[Pointing records for named objects]
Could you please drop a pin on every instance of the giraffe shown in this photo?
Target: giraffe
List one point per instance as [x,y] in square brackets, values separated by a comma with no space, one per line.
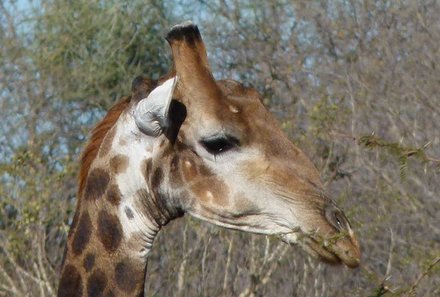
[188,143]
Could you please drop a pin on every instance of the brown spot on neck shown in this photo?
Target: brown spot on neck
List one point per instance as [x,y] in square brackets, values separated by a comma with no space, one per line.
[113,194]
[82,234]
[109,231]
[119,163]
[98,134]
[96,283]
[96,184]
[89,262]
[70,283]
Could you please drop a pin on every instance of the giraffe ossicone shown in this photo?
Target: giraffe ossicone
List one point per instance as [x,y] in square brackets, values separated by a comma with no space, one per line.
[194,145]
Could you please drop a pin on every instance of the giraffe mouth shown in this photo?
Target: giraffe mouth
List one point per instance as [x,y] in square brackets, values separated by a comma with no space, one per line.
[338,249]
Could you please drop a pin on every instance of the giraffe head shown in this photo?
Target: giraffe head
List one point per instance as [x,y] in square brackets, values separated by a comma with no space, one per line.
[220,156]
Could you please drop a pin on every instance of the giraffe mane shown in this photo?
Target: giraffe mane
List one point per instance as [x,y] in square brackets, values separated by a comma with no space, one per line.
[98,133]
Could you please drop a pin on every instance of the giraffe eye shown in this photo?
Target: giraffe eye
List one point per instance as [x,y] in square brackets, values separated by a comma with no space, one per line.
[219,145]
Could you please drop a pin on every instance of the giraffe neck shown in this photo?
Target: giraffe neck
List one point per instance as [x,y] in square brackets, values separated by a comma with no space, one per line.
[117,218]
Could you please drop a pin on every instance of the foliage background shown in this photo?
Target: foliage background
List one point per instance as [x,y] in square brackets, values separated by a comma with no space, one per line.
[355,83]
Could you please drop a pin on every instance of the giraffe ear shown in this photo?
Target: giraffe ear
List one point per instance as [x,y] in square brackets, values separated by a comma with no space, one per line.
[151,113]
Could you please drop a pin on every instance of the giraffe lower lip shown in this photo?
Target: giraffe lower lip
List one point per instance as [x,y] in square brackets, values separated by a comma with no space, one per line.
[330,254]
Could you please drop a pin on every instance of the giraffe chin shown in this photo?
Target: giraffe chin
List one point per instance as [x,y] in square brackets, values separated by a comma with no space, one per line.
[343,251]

==

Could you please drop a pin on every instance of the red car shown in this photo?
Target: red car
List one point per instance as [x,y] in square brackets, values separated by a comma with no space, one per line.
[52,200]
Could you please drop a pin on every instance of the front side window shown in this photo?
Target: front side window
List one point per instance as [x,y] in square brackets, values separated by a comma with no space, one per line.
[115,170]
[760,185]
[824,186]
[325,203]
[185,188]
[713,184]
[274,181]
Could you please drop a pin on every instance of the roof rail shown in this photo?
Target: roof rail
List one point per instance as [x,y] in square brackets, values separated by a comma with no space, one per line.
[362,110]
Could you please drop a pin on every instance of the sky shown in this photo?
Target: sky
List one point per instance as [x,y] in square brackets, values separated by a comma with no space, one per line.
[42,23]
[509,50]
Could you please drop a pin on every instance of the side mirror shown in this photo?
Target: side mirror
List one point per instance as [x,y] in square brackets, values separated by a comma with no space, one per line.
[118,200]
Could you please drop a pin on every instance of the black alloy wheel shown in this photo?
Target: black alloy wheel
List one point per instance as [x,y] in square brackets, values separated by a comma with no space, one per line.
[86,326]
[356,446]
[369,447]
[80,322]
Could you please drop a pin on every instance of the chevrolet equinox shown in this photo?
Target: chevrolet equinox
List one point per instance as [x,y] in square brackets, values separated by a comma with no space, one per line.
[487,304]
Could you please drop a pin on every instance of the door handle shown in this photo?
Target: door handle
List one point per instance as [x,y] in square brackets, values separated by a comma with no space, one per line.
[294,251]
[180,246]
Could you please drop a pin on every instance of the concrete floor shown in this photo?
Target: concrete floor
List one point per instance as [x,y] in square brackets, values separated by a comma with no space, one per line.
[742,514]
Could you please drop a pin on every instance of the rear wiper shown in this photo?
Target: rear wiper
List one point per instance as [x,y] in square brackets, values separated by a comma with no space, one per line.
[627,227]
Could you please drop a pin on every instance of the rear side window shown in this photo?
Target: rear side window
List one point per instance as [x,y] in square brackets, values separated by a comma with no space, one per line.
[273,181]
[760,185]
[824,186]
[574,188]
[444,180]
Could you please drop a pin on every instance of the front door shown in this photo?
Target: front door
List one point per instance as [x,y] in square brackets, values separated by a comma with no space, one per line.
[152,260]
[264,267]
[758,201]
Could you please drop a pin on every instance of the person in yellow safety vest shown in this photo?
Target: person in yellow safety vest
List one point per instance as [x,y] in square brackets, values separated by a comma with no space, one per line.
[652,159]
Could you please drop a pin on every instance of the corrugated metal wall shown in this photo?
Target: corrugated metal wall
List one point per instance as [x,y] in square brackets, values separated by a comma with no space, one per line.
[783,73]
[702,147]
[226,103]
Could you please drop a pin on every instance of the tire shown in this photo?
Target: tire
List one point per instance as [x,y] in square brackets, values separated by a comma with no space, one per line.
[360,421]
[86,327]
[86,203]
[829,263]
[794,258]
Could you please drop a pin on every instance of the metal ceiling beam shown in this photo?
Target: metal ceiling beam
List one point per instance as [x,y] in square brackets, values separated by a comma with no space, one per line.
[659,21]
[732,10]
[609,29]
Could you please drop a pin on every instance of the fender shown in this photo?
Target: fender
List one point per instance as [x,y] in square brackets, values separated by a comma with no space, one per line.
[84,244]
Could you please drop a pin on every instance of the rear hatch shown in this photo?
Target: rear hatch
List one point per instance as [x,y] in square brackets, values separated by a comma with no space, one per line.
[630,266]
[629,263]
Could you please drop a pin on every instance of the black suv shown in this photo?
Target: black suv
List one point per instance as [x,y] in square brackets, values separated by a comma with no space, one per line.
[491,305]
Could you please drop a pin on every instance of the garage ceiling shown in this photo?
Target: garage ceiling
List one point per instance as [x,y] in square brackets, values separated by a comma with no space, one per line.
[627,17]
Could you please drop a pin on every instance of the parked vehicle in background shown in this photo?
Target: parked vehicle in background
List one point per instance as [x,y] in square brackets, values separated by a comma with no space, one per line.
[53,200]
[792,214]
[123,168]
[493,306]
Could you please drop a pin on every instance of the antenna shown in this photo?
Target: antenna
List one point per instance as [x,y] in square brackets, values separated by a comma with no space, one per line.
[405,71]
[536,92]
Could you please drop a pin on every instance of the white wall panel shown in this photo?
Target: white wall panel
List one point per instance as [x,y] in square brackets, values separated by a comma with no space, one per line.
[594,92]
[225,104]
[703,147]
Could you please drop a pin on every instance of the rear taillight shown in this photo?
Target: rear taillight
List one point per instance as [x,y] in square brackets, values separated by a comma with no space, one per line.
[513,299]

_TASK DETAILS_
Find each line in the material above that contains the string "roof", matching case exactly, and copy those lines.

_SOLUTION FOR THIS EXERCISE_
Could you please drop a pin on every instance of the roof rail shown in this photo?
Target: roof rail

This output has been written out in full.